EXERCISE INSTRUCTIONS: Show every line in the rows below that contains the word "necklace". Case counts.

Start RECORD LIST

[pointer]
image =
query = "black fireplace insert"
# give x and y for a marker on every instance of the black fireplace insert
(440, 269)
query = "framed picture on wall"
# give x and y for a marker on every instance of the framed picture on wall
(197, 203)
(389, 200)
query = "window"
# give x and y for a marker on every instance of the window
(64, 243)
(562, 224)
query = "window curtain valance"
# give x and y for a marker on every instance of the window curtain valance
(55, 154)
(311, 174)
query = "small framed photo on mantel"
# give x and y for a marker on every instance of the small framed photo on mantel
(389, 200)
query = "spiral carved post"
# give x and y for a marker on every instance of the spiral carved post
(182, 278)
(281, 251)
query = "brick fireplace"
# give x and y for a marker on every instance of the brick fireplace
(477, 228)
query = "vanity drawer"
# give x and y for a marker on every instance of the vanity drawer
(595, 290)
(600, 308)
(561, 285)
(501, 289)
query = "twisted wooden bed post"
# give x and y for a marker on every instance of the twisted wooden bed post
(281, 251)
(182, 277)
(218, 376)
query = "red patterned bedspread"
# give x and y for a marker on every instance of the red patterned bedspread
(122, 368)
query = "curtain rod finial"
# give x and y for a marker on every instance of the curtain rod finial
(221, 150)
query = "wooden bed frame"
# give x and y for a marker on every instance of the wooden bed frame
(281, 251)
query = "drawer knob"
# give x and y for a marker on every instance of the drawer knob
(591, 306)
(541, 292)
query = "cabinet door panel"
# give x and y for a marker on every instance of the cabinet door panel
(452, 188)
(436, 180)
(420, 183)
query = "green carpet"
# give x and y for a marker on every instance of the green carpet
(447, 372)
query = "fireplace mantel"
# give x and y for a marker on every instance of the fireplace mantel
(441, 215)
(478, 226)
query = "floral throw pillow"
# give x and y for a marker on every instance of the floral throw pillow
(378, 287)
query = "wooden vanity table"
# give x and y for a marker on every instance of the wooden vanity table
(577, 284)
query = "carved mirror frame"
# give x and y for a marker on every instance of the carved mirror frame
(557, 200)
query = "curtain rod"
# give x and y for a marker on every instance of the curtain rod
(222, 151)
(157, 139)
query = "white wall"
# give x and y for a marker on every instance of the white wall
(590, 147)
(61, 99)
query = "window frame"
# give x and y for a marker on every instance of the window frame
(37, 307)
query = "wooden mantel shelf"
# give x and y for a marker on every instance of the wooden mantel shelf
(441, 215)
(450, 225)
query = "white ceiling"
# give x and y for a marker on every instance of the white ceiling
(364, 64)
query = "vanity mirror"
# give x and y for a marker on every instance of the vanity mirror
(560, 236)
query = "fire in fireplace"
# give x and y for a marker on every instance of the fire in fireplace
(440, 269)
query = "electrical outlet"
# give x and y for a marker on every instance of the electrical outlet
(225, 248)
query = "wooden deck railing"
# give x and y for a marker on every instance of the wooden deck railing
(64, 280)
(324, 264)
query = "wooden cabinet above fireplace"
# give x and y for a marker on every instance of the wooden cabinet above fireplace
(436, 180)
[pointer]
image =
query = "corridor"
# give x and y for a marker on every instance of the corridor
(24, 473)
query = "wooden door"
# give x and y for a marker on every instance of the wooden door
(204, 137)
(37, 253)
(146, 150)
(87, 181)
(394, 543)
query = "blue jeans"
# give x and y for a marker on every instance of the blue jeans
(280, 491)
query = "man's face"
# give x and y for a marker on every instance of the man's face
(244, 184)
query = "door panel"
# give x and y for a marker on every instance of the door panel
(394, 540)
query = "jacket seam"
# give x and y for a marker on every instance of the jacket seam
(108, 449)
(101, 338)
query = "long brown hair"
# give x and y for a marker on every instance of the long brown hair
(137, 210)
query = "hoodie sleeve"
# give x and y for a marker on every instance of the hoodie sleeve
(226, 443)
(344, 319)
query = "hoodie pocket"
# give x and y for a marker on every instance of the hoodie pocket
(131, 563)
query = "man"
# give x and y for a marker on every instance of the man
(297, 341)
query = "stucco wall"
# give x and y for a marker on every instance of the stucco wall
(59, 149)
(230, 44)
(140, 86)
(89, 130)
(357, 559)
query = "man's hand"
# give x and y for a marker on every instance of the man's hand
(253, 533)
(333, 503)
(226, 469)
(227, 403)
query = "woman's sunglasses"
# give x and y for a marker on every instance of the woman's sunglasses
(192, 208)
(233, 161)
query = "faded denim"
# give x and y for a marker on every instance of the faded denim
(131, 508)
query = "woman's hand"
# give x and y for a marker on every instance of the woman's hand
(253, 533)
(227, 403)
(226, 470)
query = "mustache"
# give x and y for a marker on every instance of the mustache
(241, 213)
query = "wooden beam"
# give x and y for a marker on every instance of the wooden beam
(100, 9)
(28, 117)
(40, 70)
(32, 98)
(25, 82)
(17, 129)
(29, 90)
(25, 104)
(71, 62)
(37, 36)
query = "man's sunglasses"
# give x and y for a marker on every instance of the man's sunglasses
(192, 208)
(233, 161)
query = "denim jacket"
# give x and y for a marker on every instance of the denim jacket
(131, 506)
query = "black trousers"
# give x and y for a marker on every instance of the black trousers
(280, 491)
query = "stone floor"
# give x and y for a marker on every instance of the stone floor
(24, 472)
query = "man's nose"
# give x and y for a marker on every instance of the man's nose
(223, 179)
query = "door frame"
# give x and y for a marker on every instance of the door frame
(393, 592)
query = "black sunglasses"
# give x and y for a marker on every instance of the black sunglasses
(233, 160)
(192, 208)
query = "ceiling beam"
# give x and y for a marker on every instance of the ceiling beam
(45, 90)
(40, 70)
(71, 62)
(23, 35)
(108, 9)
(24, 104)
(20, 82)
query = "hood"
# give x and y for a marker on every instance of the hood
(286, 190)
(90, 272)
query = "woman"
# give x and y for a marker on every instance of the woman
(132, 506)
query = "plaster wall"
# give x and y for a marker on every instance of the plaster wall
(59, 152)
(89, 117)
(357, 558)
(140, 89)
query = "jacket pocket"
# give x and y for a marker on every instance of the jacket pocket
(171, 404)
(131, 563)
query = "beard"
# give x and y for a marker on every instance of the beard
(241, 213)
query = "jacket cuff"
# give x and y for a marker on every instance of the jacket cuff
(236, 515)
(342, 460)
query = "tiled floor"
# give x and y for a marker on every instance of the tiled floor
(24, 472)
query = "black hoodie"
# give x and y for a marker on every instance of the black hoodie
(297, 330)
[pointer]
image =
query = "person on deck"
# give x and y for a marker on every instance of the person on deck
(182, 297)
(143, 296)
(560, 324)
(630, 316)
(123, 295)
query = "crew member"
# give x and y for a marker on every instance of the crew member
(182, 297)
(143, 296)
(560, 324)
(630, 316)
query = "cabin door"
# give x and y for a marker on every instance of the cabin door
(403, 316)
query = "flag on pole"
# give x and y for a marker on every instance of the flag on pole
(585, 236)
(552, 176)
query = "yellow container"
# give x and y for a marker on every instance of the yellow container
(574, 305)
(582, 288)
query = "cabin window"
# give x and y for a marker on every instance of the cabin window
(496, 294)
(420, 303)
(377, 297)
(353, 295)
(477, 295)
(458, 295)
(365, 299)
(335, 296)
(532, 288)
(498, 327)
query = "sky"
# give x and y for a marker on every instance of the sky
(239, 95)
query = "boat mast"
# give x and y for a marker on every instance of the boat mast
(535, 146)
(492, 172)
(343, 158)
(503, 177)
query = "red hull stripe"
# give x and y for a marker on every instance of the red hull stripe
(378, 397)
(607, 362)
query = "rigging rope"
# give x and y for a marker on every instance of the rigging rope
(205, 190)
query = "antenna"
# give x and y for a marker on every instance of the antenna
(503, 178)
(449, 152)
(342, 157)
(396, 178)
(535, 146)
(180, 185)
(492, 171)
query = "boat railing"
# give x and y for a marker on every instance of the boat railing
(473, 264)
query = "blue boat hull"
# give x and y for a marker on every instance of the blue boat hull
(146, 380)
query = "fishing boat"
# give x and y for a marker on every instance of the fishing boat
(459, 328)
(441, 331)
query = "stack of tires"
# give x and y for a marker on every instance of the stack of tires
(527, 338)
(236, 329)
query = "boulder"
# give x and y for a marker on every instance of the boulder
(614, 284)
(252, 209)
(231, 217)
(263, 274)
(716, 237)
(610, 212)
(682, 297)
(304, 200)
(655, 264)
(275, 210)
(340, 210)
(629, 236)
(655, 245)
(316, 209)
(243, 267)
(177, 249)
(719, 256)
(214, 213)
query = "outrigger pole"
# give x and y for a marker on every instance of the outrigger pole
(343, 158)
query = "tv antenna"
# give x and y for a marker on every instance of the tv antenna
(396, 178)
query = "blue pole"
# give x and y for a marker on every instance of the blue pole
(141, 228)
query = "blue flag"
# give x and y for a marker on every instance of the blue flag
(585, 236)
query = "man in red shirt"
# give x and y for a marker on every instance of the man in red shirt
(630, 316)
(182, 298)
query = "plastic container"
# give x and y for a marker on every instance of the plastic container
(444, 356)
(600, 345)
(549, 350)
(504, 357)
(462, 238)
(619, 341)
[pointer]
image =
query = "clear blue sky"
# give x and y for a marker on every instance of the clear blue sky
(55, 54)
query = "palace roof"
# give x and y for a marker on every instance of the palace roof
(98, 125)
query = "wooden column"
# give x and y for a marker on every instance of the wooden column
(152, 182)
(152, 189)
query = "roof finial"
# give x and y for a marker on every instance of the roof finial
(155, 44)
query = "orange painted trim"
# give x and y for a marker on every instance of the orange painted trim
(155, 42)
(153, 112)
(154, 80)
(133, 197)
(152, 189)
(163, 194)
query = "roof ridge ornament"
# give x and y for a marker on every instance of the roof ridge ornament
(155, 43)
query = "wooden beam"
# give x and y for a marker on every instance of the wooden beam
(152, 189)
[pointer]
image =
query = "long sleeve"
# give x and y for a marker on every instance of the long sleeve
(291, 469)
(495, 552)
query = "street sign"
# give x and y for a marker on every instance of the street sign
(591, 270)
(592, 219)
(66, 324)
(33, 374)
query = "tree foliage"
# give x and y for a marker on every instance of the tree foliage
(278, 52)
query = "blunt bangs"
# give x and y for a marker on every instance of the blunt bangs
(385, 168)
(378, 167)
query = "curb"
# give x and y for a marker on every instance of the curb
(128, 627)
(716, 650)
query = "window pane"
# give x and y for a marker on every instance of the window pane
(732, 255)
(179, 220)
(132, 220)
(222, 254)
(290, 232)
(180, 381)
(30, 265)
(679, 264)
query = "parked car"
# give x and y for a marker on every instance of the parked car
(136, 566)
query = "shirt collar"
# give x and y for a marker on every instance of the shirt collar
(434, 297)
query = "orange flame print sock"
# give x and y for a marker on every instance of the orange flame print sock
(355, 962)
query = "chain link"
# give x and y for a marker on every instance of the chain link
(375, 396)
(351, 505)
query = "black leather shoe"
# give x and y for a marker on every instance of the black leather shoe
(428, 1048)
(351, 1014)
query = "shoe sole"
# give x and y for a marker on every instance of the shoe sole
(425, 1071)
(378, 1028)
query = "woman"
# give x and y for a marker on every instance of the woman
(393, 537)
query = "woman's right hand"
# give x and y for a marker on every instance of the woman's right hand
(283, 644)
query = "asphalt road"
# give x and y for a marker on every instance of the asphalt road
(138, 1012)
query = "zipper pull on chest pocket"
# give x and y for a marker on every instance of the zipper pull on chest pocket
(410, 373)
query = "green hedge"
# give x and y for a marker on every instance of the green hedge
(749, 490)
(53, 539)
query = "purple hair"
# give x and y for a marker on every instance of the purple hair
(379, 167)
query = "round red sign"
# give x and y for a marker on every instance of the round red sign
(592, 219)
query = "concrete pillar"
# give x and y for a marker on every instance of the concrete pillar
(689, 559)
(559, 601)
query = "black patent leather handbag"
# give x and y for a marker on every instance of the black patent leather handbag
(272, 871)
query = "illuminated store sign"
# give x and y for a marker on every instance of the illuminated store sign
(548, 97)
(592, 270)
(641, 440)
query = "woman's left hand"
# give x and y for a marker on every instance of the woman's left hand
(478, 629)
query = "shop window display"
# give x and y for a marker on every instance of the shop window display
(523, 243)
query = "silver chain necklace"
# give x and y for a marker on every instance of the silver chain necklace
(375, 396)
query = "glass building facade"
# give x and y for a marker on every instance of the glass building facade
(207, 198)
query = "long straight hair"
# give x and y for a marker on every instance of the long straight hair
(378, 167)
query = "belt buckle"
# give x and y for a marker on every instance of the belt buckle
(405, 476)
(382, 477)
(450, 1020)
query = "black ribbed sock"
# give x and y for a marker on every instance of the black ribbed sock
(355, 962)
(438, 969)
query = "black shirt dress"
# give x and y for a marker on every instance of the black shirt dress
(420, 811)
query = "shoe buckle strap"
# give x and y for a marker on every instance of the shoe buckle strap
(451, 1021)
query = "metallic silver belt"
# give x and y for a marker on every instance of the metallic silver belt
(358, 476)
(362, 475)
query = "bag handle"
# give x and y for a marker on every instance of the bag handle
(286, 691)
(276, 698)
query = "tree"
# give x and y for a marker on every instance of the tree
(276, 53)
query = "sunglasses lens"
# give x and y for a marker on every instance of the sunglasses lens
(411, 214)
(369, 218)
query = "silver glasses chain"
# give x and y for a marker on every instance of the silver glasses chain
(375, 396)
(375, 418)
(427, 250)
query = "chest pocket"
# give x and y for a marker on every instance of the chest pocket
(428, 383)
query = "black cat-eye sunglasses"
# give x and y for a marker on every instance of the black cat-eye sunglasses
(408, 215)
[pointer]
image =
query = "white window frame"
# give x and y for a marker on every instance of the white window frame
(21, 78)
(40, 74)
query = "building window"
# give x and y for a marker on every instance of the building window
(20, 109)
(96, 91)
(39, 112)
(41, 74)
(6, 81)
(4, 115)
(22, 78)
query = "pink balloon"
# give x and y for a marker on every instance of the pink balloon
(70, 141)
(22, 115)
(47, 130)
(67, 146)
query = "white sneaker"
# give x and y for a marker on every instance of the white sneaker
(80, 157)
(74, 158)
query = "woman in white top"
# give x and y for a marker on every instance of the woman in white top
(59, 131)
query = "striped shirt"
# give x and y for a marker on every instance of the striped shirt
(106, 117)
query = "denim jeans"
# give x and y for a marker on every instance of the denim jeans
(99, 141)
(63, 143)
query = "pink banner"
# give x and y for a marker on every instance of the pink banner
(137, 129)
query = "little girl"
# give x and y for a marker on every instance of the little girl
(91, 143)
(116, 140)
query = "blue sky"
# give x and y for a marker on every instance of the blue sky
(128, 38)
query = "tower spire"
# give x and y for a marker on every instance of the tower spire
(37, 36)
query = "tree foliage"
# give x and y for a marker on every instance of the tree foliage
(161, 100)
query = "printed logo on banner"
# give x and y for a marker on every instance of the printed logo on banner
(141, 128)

End RECORD LIST

SOLUTION TO THIS EXERCISE:
query = "silver chain necklace"
# give x and y for a marker on every instance of the silver chain necklace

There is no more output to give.